> **Written task**
Start with the line containing "Exercise. Point out every instance of the fence" and write out each line through the end of the listing, exactly as given.

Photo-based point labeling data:
+++

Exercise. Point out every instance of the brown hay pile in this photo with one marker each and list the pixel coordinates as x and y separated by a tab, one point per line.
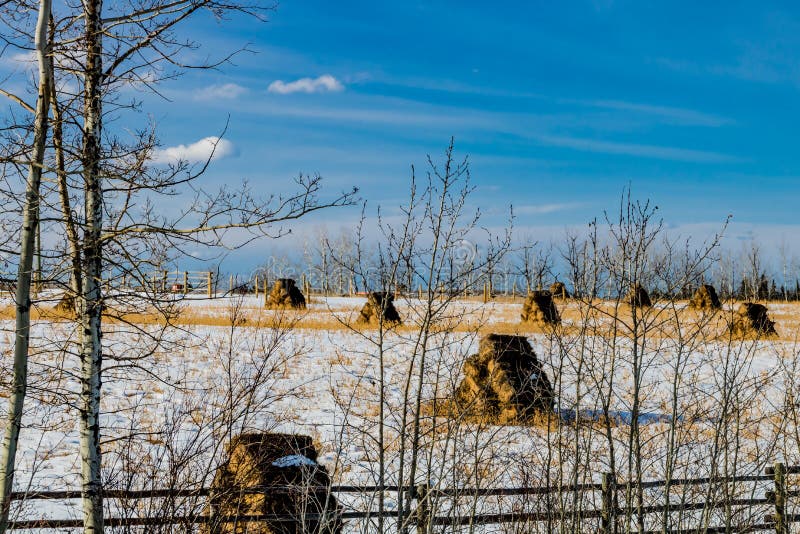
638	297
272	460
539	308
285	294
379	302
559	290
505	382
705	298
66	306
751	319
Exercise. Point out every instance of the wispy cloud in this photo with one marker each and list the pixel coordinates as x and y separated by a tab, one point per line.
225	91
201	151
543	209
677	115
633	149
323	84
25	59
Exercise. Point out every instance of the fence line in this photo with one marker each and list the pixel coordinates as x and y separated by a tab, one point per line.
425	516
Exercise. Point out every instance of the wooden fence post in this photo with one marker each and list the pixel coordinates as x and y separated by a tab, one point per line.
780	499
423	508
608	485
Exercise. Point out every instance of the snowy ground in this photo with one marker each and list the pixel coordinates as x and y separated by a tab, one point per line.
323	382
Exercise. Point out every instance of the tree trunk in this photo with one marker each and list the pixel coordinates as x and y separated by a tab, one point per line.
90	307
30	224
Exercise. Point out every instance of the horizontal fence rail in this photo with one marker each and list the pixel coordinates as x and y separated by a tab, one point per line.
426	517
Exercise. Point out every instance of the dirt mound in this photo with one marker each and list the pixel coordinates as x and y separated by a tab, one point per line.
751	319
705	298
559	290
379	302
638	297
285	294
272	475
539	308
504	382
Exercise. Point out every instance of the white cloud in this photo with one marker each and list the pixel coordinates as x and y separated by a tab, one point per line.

+++

> **Correct output**
Exercise. Point out every instance of the fence line in this photo with one marker each and list the pixel coordinates as x and y separated by a tab, one point per line.
425	516
Exercise. Point out every instance of the wooden fence post in this photo with one marker each and list the pixel coordinates as x and y separated by a tab, one point per line.
780	499
423	508
608	485
Exercise. Point out every instance of the snowy ground in this photo with one marker each and list the pixel coordinates as x and y separated by a tab, one point per line.
323	382
Exercise. Point out every instance of the tree trunk in this photo with one marker each and list the pixel coordinates as x and y separated by a tab, one point per line.
90	307
30	224
Exercise. Point out every instance of the horizontal fence rail in this photo with one marker each and list the pixel coordinates as x and y separated by a tab, one point per line.
426	517
Exercise. Point out every instance of the dirt mound in this photo with one marker each and list the pixel coordinates as x and y separated by a tab, one point per line.
751	319
705	298
559	290
379	302
638	297
285	294
272	475
539	308
504	382
Exercise. Point out every instance of the white cloud in this photo with one marker each and list the pixel coordinates as x and y separated by a tab, one point per line.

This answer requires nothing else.